## Written exercise
Pull out the lines below word for word, from the very first one through the line with "0,363,459,686". Omit the pictures.

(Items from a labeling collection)
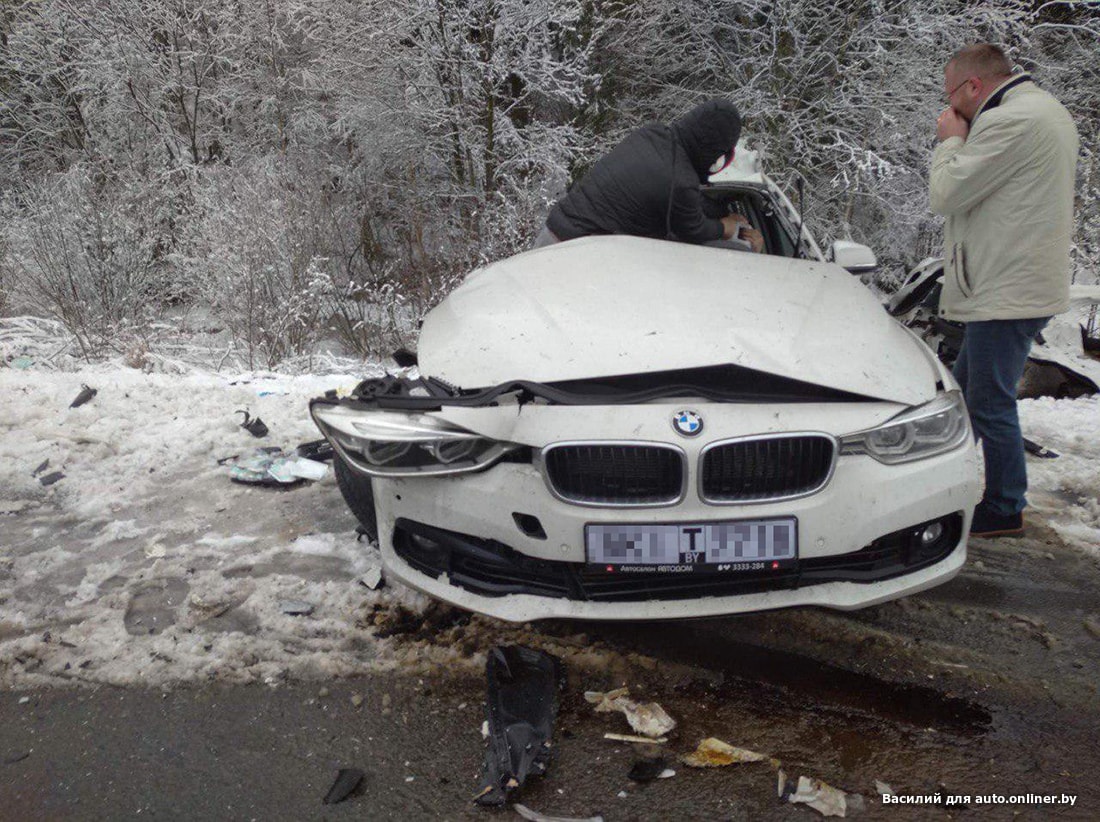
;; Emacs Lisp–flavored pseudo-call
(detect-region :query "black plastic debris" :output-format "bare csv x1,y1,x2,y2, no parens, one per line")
393,348,419,369
474,645,562,805
627,756,669,782
359,568,386,591
295,439,336,462
237,409,267,437
1024,437,1062,460
321,768,365,804
69,383,99,408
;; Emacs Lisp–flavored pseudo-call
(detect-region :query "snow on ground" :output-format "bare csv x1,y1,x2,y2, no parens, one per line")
0,354,1100,687
1020,396,1100,555
0,363,459,686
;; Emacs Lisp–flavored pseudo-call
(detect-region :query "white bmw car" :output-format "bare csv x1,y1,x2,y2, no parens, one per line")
310,152,981,621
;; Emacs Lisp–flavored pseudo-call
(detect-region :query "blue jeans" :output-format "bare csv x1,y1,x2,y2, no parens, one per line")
954,317,1051,516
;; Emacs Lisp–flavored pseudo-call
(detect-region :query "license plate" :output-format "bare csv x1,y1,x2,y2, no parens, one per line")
584,517,799,573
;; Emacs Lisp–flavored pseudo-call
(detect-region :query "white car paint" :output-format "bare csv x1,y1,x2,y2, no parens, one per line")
315,188,981,621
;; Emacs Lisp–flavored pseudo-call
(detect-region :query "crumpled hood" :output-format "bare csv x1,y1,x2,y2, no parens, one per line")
419,235,937,405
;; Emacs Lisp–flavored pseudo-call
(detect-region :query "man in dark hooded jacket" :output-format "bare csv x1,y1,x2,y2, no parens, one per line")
536,99,763,251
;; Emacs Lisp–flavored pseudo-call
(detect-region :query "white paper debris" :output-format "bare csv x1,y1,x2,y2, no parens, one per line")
512,802,604,822
584,688,677,737
680,736,768,768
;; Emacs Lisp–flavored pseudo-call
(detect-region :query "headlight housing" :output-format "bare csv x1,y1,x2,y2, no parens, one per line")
310,403,521,476
840,391,970,464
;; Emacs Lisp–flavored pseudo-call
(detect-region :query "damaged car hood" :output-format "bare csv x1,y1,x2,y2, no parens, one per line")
419,237,938,405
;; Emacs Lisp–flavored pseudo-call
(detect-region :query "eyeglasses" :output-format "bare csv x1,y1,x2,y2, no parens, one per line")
947,77,979,102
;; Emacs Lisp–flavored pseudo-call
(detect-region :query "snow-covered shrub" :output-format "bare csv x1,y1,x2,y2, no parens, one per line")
3,164,186,357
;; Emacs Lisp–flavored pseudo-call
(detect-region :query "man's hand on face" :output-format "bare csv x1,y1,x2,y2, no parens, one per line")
936,108,970,143
722,215,749,240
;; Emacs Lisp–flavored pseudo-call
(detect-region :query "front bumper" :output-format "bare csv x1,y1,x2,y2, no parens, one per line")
374,437,979,621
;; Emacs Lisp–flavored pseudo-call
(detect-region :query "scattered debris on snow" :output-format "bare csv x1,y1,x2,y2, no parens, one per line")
237,408,270,438
778,769,862,816
359,566,385,591
224,448,329,486
604,733,669,745
474,645,562,805
278,600,315,616
627,757,677,782
584,688,677,737
69,385,99,408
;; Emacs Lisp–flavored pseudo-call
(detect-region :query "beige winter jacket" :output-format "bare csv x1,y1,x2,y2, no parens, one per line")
931,75,1077,322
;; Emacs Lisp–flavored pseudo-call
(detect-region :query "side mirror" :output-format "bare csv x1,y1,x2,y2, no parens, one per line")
833,240,879,274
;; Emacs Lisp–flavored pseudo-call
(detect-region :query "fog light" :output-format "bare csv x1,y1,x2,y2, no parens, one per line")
409,531,440,551
921,523,944,548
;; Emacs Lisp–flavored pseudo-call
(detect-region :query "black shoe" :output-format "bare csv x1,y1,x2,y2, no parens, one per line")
970,503,1024,539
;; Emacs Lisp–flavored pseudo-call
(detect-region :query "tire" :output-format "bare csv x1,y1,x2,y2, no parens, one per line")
332,453,378,541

## Response
;; Emacs Lisp–flavored pseudo-call
(detect-region :query "black plastic debris" :output-format "bare csv x1,y1,x2,y2, no parens, one per line")
393,348,419,369
474,645,562,805
627,756,669,782
359,568,386,591
295,439,336,462
237,409,267,437
1024,437,1062,460
321,768,365,804
69,383,99,408
;; Emacs Lisp–flavored pseudo-call
(detect-region :query "snow on ground" :output-format "bare csv x1,y1,x2,y2, no parens, one per line")
0,354,1100,687
1020,396,1100,555
0,363,459,686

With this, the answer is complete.